> **PROBLEM TO WORK ON**:
Reproduce everything from the line containing "every wine glass." down to the end of the entries, requests included, and shift each bounding-box coordinate in the answers up by 53.

> **Stored data**:
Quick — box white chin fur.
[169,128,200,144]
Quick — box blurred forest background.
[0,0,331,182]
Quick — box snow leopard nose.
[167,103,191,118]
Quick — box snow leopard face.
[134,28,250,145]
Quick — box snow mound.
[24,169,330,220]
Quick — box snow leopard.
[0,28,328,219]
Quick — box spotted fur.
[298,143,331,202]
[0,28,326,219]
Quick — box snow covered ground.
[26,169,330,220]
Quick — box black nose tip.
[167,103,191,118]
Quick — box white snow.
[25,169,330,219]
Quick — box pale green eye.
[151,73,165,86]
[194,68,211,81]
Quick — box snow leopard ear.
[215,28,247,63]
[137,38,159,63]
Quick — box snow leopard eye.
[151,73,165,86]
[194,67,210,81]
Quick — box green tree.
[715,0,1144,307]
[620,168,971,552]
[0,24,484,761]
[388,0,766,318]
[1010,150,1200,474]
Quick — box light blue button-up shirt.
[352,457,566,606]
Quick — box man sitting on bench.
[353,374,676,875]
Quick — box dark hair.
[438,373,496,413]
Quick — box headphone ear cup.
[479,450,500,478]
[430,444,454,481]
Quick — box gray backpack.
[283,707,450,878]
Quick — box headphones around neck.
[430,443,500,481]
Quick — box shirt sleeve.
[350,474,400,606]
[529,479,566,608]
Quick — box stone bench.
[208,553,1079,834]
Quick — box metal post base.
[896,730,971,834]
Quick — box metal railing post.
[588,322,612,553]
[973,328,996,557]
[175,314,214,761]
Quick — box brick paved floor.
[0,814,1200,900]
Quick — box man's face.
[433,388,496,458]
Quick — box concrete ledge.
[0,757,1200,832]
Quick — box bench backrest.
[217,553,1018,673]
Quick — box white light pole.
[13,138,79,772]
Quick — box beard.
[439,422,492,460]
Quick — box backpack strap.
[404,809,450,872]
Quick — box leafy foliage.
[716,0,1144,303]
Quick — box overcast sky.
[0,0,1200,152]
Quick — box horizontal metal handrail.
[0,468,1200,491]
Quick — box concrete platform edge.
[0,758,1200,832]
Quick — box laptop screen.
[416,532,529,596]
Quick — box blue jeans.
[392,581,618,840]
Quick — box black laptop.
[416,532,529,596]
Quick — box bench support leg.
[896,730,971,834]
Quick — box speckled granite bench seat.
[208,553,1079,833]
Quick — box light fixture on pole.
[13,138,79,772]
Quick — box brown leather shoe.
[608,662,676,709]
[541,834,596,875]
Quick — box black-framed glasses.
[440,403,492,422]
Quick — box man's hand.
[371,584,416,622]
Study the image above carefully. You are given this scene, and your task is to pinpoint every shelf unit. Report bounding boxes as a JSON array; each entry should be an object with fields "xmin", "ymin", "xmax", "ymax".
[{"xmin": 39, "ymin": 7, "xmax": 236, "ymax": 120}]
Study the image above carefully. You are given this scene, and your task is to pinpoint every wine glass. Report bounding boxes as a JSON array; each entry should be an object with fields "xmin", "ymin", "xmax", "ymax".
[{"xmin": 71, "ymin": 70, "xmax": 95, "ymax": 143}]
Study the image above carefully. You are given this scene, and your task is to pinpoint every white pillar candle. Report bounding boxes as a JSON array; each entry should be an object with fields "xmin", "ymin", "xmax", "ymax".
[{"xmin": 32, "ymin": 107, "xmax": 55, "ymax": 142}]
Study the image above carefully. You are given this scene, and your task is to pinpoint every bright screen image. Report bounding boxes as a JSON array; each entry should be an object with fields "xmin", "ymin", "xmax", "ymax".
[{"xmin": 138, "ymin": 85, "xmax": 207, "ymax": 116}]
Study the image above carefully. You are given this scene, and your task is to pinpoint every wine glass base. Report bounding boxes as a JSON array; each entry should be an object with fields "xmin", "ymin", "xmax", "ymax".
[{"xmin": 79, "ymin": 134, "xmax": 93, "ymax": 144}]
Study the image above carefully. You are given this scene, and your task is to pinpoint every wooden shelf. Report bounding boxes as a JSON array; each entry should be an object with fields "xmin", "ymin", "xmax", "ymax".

> **SOLUTION TO THE PROBLEM**:
Study the image above carefully. You are given this scene, and your task is to pinpoint every wine glass. Report bounding boxes as a JSON array; each entry should be an object with fields "xmin", "ymin", "xmax", "ymax".
[{"xmin": 124, "ymin": 123, "xmax": 148, "ymax": 196}]
Study the image above carefully. You are given this scene, and your task is to pinpoint every white pillar candle. Report bounding boxes as a JSON array; each entry should be an object with fields "xmin", "ymin", "xmax", "ymax".
[{"xmin": 85, "ymin": 160, "xmax": 108, "ymax": 195}]
Study the image above carefully. You are given this scene, and your task is to pinpoint every bright screen image. Report bounding boxes as a JSON array; each entry should be an object with fields "xmin", "ymin", "xmax", "ymax".
[{"xmin": 191, "ymin": 138, "xmax": 260, "ymax": 169}]
Study the image above carefully. You are given this scene, and your task is to pinpoint every wine glass base. Report bounding boxes as a JSON array; each entry should be an object with fields "xmin", "ymin", "xmax", "ymax".
[{"xmin": 132, "ymin": 187, "xmax": 146, "ymax": 197}]
Study the image above carefully. You are given this scene, and your task is to pinpoint every wooden shelf. Report bounding boxes as a JSON array; each entry should be an object with fields "xmin", "ymin", "xmax", "ymax".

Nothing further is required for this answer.